■ **Extrait du texte**
# # # # #
La confusion entre le contenant et le contenu ramène au rapport entre l’enfant et la mère. En effet, inconsciemment, la mère qui doit jouer un rôle de contenant, semble – pour Mallarmé – ne pas pouvoir le jouer, et ainsi poser des limites. L’enfant souffre d’une angoisse démesurée, ne se sentant plus étayé par sa génitrice. Mallarmé, dans son autobiographie, dit avoir tout perdu à la mort de sa mère. Il avait 7 ans. Placé dans diverses institutions ou par le biais déjà de l’écriture, il tente de se recréer un contenant mais, hélas, ses cent petits cahiers de vers qui m’ont toujours été confisqués ne purent jouer ce rôle rassurant, malgré le positionnement des mots sur la feuille destiné à se représenter dans l’espace cette mère a jamais perdue. N’a-t-il pas voulu mettre en images ses mots, comme pour tenter de donner une forme à son texte, pour donner corps à cette mère défunte ? L’espace de la feuille ne semble pourtant pas avoir réussi à délimiter, à canaliser cette douloureuse perte.
La place de l’oralité dans le poème
Dans la note d’introduction du poème « Un coup de dés », Mallarmé parle de la différence des caractères d’imprimerie qui, pour lui, doit dicter la portée et la modulation de l’émission orale. L’auteur souhaite que son poème soit lu à voix haute et il en indique même les intonations. Cependant, ce qui est le plus marquant, c’est son souhait que cela passe par la bouche. Pour la méthode freudienne, la bouche est avant tout la zone d’oralité et elle nous rapproche des premiers rapports à la mère. En effet, la succion vient, dans les premiers temps de l’enfance, rassurer le nourrisson. Mallarmé semble rechercher cette sécurité perdue mais sans jamais la re-trouver. La dernière phrase de son poème « Angoisse » en est le témoignage : Ayant peur de mourir lorsque je couche seul... Il dira d’ailleurs que le sentiment de solitude le suivra toute sa vie.
L’effacement du poète ?
# # # # #
■ **Énoncé A**
Selon l'extrait sur Mallarmé, quel âge avait le poète à la mort de sa mère ?

■ **Données fournies**
# # # # #
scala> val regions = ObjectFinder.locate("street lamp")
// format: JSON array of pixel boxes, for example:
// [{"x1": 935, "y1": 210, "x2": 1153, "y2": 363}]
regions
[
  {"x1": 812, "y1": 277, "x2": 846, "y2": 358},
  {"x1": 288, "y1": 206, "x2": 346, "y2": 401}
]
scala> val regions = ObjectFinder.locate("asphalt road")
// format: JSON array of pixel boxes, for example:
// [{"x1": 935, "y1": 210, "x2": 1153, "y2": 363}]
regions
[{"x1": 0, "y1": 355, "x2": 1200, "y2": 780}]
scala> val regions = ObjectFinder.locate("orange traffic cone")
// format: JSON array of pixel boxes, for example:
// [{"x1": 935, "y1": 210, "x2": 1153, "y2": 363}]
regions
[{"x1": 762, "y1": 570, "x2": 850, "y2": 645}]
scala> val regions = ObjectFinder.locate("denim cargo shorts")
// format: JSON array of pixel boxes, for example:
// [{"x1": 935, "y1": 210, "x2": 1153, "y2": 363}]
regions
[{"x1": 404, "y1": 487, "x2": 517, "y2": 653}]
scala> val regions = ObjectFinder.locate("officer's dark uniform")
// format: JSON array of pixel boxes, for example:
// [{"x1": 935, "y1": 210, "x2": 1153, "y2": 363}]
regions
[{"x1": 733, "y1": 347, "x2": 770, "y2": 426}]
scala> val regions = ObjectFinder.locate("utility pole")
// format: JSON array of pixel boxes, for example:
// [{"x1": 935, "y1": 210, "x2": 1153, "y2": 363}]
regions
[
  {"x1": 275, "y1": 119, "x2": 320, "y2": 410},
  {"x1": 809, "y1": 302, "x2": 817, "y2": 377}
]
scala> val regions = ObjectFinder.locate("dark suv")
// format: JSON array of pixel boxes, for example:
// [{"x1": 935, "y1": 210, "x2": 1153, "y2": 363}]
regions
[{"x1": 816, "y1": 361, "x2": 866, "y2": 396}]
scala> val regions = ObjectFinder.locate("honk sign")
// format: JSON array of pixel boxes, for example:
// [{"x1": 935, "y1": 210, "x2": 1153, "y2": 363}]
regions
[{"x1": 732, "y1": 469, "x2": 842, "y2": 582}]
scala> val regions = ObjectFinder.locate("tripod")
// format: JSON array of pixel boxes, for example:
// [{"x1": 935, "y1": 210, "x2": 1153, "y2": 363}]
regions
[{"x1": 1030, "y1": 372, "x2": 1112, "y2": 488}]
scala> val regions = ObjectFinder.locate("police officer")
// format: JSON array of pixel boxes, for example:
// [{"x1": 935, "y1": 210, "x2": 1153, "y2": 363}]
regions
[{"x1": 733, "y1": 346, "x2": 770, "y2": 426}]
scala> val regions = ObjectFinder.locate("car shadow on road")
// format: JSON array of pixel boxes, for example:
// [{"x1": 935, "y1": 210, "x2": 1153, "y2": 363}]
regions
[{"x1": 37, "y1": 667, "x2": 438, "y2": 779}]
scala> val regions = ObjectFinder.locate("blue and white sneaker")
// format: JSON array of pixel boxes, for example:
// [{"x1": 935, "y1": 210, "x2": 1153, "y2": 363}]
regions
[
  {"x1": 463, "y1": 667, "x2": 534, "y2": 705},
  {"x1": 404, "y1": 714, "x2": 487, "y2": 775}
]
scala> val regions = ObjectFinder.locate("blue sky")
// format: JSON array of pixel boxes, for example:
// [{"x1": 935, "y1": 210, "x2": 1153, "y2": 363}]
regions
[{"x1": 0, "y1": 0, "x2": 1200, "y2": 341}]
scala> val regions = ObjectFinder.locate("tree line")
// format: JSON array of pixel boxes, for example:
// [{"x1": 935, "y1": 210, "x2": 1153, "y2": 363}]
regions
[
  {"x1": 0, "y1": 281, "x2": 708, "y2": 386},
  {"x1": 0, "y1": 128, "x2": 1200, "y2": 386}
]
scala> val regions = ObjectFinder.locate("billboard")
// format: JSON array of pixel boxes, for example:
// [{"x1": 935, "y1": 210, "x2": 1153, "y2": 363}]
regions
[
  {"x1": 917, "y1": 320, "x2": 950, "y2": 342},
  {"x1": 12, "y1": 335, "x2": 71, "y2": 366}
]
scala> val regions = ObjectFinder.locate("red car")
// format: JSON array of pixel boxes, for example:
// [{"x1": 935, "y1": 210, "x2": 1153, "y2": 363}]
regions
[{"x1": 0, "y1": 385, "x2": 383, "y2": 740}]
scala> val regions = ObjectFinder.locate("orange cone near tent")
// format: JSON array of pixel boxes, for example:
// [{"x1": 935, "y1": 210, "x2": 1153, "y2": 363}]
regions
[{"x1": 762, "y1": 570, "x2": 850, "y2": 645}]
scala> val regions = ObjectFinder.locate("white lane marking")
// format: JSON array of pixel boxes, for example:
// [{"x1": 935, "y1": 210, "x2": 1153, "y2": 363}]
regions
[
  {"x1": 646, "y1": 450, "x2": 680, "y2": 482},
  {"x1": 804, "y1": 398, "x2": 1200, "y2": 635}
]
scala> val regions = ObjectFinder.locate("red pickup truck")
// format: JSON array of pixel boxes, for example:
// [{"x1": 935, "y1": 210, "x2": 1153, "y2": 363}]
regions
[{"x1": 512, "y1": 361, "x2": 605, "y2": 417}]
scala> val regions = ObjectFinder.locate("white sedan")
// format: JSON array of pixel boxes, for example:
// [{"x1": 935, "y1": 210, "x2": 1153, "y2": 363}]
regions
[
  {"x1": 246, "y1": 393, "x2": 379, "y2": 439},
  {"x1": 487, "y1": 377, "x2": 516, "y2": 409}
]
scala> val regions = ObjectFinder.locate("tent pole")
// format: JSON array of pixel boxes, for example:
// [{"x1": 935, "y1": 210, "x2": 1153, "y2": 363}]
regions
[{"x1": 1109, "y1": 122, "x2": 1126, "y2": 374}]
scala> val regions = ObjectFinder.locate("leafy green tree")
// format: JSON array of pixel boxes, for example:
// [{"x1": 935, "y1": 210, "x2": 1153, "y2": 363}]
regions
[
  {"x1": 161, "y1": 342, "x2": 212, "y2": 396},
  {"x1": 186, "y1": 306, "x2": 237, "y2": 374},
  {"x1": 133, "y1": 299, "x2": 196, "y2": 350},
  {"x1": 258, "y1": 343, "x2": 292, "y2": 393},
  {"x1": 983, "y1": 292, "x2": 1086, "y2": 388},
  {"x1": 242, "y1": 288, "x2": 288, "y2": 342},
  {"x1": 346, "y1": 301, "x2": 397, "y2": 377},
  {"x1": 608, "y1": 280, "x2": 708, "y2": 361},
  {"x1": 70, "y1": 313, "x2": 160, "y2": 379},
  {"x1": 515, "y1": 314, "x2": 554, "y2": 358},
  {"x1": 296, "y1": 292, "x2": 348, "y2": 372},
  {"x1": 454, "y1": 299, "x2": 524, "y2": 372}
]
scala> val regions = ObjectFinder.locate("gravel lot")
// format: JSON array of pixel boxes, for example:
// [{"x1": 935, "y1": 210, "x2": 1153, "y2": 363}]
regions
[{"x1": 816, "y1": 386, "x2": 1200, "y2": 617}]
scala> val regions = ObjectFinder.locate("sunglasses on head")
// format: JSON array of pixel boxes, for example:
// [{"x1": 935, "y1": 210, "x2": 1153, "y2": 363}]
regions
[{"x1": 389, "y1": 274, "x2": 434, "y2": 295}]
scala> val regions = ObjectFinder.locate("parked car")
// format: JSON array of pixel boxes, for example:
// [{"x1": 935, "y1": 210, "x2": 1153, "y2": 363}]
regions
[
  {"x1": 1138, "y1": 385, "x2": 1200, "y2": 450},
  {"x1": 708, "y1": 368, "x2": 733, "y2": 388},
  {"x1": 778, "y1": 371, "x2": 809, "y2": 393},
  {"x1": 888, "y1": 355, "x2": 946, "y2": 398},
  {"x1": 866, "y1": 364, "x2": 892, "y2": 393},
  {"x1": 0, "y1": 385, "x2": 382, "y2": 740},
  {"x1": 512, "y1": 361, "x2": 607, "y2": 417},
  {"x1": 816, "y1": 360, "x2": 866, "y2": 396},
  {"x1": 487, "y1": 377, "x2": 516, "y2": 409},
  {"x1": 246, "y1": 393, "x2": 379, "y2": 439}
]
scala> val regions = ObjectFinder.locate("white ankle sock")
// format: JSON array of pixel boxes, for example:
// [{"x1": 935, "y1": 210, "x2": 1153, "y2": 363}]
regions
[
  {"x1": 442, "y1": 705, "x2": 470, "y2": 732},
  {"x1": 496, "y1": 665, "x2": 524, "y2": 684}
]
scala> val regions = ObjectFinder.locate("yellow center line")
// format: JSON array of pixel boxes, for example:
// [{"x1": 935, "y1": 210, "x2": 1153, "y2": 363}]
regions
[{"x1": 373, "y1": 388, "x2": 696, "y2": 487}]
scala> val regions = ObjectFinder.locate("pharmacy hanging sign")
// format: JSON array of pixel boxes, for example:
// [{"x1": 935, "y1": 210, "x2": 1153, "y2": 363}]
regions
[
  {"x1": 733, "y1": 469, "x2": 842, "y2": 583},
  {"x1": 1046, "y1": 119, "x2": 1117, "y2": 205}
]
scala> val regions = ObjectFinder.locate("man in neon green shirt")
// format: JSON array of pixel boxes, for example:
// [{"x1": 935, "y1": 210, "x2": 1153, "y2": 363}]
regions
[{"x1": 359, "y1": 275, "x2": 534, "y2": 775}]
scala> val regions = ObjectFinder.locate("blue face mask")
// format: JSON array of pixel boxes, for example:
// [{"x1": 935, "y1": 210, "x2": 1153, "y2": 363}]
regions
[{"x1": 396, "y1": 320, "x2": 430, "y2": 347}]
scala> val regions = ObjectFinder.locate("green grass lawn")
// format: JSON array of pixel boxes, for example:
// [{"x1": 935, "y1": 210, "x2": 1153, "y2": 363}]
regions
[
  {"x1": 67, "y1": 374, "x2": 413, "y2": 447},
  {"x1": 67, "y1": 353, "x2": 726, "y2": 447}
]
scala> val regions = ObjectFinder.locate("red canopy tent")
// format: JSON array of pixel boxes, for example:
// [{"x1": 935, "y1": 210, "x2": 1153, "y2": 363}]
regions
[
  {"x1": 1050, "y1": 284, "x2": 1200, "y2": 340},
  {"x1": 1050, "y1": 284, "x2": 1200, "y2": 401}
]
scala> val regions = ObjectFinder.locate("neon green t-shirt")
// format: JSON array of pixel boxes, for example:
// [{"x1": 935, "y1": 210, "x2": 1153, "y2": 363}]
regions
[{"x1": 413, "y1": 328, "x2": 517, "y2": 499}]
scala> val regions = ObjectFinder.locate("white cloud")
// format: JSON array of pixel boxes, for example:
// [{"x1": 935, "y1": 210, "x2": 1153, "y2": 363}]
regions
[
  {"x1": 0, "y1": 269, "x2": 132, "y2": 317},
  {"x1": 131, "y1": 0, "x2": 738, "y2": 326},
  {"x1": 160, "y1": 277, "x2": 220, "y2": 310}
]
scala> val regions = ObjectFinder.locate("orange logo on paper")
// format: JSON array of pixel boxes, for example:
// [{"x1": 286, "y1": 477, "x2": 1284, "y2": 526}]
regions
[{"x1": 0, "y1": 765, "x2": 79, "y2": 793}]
# # # # #
■ **Énoncé B**
Comptez les lignes ci-dessus qui contiennent la chaîne « orange » et donnez uniquement ce nombre.

■ **Réponse A**
Il avait 7 ans.

■ **Réponse B**
3